Promoting Family Resilience: Examining Racial/Ethnic Minoritized Parents’ Reflective Capacities
Tuyen Huynh, Postdoctoral Trainee, Department of Obstetrics & Gynecology, School of Medicine and Public Health
Larissa Duncan, Associate Professor, School Of Human Ecology
Early family functioning and caregiving quality play a central role in child and family resilience, particularly among high-risk families with young children who are facing the adverse effects of cumulative family risk factors (e.g., economic hardship; racism/discrimination), all of which negatively impact family relationships (e.g., leading to insecure parent-child attachment), and in turn, family well-being. Evidence demonstrates positive protective factors such as parent reflective capacities, or PRC, (e.g., reflective functioning, self-compassion, and mindful parenting) can help mitigate some of the detrimental effects of adversity on family resilience. Unfortunately, this existing empirical evidence may not be generalizable nor applicable to racial/ethnic minoritized families as the majority of PRC studies include predominantly White families. Therefore, in partnership with the United Methodist Children’s Services in Wisconsin (UMCS), the objective of this study is to extend PRC research to racial/ethnic minoritized families with young children in a community collaborative model. This effort will: clarify the relevance and preventative value of PRC for racial/ethnic minority families with young children; lay groundwork with UMCS to implement a community-based PRC-focused program to the diverse families that UMCS serves; and support future community-focused grant applications to examine the longer-term protective role of PRC for diverse populations.
Wisconsin Hometown Stories: Madison’s Native American History
Kira Story, Development Specialist, Wisconsin Public Media
Laurie Gorman, Administrative Program Manager, Wisconsin Public Television
PBS Wisconsin is creating an hour-long historical documentary of Madison that focuses on the period before European settlement. A qualified historian will conduct preliminary research. While the project will fit within our ongoing partnership project with the Wisconsin Historical Society called “Wisconsin Hometown Stories,” this portion will focus solely on the Native American history of Madison. We are excited to be able to build upon the existing and continuing research and outreach by the UW-Madison to understand the importance of the land upon which the campus resides and the rich cultural history of this place.

━━━━━━━━━━━━━━━━━━━━

Activity list
a. In the project summaries, which organization is the partner on the study of parent reflective capacities?
b. Retype the stretch of the project summaries from "Wisconsin Hometown Stories: Madison’s" through "of this place.".
The entries come from a different source than the project summaries.

Data excerpts
━━━━━━━━━━━━━━━━━━━━

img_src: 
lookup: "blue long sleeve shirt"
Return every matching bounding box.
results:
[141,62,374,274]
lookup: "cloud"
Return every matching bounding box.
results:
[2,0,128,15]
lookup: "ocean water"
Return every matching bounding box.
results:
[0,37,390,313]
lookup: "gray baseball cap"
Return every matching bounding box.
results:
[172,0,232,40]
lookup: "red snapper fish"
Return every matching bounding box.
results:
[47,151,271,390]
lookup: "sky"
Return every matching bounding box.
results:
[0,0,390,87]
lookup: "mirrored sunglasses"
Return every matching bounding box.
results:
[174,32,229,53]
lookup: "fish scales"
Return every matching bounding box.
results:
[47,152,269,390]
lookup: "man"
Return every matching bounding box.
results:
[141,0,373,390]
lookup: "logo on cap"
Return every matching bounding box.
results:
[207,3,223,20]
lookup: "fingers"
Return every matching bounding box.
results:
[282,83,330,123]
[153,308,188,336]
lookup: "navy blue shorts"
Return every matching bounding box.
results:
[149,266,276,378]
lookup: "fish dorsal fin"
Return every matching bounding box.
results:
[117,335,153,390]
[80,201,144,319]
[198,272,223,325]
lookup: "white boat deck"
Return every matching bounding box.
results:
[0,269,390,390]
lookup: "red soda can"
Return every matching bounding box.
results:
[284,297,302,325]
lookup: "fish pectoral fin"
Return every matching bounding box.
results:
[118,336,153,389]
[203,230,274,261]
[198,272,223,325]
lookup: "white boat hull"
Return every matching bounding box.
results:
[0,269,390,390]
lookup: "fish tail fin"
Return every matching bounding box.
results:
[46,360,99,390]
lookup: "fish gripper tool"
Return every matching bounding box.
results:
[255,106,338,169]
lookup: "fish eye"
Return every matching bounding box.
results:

━━━━━━━━━━━━━━━━━━━━

Answers per task
a. The United Methodist Children’s Services in Wisconsin (UMCS).

b.
Wisconsin Hometown Stories: Madison’s Native American History
Kira Story, Development Specialist, Wisconsin Public Media
Laurie Gorman, Administrative Program Manager, Wisconsin Public Television
PBS Wisconsin is creating an hour-long historical documentary of Madison that focuses on the period before European settlement. A qualified historian will conduct preliminary research. While the project will fit within our ongoing partnership project with the Wisconsin Historical Society called “Wisconsin Hometown Stories,” this portion will focus solely on the Native American history of Madison. We are excited to be able to build upon the existing and continuing research and outreach by the UW-Madison to understand the importance of the land upon which the campus resides and the rich cultural history of this place.